Study text:
8. Future Directions
The future likely involves hybrid verification models that combine LLM ZKVs with other complementary technologies as part of a broader trust toolkit. Blockchain attestation offers the ability to record verification results on immutable ledgers, providing tamper-proof audit trails that enhance the credibility of the verification process. Additionally, homomorphic encryption could allow computation on encrypted data, providing additional privacy guarantees that further strengthen the zero-knowledge properties of the system.
Industry-wide adoption requires comprehensive standardization efforts across multiple dimensions. Verification protocols need common standards for how LLM verifiers interact with verified parties, ensuring consistency and reliability across different implementations. Output formats require standardized schemas for verification results to ensure interoperability between different systems and stakeholders. Furthermore, certification frameworks must be established to create programs that certify LLM verifiers meet both privacy and accuracy requirements, building trust and confidence in the technology.

Image-grounded pointing data:

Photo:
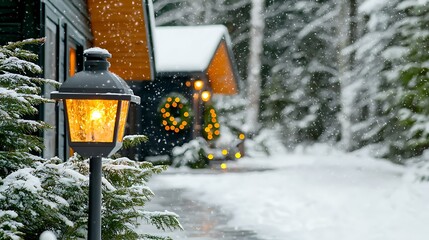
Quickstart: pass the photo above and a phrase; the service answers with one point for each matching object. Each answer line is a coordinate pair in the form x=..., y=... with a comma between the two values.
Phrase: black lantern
x=96, y=103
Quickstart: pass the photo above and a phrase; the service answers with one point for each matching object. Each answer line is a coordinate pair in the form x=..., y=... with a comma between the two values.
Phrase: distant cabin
x=66, y=25
x=157, y=63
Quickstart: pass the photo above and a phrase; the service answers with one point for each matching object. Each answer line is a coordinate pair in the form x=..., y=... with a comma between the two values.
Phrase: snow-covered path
x=313, y=195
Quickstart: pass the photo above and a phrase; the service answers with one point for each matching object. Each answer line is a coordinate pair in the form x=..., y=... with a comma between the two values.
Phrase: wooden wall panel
x=220, y=72
x=121, y=27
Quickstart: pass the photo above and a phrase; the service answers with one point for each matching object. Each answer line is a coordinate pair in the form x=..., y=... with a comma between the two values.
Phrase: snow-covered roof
x=187, y=48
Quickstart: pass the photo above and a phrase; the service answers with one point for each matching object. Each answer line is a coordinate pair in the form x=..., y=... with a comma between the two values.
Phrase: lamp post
x=198, y=86
x=96, y=108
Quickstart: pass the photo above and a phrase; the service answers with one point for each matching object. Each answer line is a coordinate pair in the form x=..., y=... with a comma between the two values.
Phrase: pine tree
x=39, y=194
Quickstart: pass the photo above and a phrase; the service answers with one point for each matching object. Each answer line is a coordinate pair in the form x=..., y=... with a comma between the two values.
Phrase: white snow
x=372, y=5
x=187, y=48
x=314, y=193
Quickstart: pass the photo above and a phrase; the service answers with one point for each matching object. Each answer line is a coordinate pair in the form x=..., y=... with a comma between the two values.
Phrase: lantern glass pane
x=91, y=120
x=123, y=119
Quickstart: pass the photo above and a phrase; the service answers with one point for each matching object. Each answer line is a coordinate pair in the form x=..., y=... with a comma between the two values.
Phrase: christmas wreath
x=211, y=127
x=175, y=113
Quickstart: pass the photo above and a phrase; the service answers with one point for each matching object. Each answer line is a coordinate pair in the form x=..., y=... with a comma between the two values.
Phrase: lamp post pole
x=94, y=221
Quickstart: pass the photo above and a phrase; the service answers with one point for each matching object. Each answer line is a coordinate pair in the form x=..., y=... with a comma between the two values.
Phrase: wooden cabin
x=157, y=62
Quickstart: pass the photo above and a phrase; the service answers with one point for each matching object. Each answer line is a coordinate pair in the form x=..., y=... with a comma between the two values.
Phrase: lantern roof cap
x=95, y=80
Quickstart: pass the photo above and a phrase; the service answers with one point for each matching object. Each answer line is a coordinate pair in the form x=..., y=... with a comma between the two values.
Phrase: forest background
x=352, y=73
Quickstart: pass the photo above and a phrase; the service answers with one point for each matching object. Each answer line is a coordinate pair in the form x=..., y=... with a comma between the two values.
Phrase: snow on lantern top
x=125, y=28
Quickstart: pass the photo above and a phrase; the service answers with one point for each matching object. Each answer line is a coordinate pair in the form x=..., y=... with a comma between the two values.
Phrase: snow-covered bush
x=192, y=154
x=39, y=194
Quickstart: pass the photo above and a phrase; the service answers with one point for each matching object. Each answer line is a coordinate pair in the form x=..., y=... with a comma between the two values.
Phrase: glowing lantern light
x=241, y=136
x=224, y=152
x=96, y=107
x=205, y=96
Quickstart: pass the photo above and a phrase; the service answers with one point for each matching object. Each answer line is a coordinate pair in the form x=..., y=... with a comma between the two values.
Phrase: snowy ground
x=311, y=194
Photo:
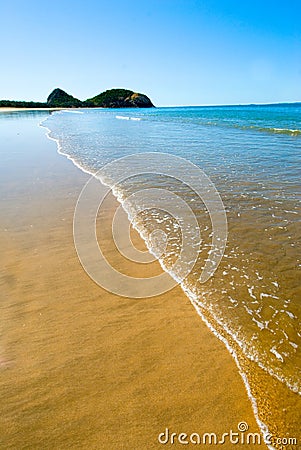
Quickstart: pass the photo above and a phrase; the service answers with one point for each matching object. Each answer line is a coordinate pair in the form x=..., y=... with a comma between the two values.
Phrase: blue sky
x=179, y=52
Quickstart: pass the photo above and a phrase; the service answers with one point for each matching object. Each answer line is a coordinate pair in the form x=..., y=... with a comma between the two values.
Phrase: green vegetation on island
x=112, y=98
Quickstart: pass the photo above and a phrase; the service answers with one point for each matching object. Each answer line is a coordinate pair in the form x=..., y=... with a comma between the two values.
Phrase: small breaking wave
x=127, y=118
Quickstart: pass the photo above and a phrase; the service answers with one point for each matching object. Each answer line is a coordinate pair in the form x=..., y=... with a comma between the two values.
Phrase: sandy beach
x=80, y=367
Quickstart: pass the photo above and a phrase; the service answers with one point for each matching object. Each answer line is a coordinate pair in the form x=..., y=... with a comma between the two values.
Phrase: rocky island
x=112, y=98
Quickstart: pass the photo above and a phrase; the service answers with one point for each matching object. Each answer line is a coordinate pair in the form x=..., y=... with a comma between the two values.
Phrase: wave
x=195, y=301
x=274, y=130
x=277, y=130
x=127, y=118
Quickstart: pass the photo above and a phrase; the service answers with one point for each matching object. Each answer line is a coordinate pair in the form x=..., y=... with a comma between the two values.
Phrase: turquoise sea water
x=252, y=154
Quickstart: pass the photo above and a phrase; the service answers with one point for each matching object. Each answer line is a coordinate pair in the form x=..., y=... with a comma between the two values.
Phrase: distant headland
x=112, y=98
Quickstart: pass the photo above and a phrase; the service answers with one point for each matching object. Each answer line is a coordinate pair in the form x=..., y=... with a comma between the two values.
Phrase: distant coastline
x=112, y=98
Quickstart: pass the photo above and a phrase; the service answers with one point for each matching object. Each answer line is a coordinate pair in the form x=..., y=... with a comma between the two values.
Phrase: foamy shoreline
x=110, y=357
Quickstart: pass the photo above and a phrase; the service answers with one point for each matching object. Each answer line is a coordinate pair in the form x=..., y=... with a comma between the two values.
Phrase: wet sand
x=79, y=366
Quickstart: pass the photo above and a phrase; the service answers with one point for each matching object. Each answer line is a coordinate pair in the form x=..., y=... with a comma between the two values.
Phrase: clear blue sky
x=179, y=52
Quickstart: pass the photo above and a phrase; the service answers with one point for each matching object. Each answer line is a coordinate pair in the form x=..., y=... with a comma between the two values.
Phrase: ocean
x=252, y=156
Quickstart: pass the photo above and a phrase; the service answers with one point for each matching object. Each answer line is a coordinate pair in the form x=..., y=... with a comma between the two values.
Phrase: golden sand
x=81, y=367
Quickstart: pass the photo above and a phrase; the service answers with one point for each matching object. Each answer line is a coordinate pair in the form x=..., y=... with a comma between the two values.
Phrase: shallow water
x=252, y=155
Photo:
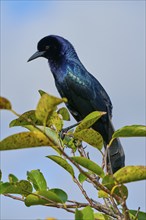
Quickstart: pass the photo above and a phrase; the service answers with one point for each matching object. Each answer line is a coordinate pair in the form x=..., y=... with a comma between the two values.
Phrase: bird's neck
x=60, y=61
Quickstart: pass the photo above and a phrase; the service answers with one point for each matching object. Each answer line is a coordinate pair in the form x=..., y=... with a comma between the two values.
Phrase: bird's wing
x=85, y=94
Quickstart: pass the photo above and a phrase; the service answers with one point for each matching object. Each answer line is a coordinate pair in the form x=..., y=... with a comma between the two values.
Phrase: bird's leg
x=107, y=160
x=65, y=130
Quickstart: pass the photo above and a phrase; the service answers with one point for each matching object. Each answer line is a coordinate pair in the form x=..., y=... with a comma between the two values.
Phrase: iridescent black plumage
x=82, y=90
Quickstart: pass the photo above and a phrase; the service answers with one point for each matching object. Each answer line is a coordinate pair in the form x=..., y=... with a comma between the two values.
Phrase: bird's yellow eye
x=47, y=47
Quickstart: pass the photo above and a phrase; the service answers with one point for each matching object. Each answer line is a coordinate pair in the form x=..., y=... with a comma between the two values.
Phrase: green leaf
x=108, y=181
x=131, y=131
x=69, y=142
x=89, y=120
x=91, y=137
x=5, y=104
x=60, y=193
x=120, y=190
x=100, y=216
x=63, y=163
x=25, y=140
x=90, y=165
x=65, y=114
x=38, y=198
x=27, y=118
x=78, y=215
x=55, y=121
x=130, y=174
x=12, y=178
x=82, y=177
x=22, y=187
x=37, y=179
x=141, y=215
x=102, y=194
x=87, y=213
x=47, y=104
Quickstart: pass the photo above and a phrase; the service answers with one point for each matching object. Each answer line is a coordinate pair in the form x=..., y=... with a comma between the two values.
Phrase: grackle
x=83, y=91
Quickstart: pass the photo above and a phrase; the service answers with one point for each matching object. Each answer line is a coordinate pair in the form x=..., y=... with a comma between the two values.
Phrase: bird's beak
x=36, y=55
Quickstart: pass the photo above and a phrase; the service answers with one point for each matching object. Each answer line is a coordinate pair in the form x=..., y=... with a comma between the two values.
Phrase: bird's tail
x=115, y=153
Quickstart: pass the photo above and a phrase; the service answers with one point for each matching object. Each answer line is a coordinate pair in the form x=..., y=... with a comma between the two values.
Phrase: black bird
x=83, y=91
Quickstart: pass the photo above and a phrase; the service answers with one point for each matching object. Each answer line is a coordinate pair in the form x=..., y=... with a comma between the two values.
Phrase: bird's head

Exercise A:
Translate this sentence from the section on future directions into Spanish: "Industry-wide adoption requires comprehensive standardization efforts across multiple dimensions."
Exercise B:
Quote the section on future directions, everything from "Industry-wide adoption requires" down to "in the technology.".
Exercise C:
Write what comes next in the section on future directions, picking up after its last sentence.

Task response A:
La adopción en toda la industria requiere esfuerzos integrales de estandarización en múltiples dimensiones.

Task response B:
Industry-wide adoption requires comprehensive standardization efforts across multiple dimensions. Verification protocols need common standards for how LLM verifiers interact with verified parties, ensuring consistency and reliability across different implementations. Output formats require standardized schemas for verification results to ensure interoperability between different systems and stakeholders. Furthermore, certification frameworks must be established to create programs that certify LLM verifiers meet both privacy and accuracy requirements, building trust and confidence in the technology.

Task response C:
As the technology matures, emerging applications will expand the scope and utility of LLM ZKVs. Continuous compliance monitoring represents a significant advancement, enabling real-time verification that maintains zero-knowledge properties for ongoing regulatory adherence. Cross-border data verification could facilitate compliance verification across different jurisdictions without requiring actual data movement, addressing complex international regulatory requirements. Additionally, personal privacy verification could empower individuals to verify that their data is being handled appropriately without requiring access to corporate systems, democratizing privacy oversight and giving individuals greater control over their personal information.
9. Conclusion
LLMs represent an unexpected solution to a decades-old challenge in cryptography and verification. By combining natural language processing, universal computation capabilities, and stateless operation, they are able to provide the benefits of zero-knowledge verifiers whilst remaining practicable. LLM ZKVs are a viable pathway to transforming how we approach verification.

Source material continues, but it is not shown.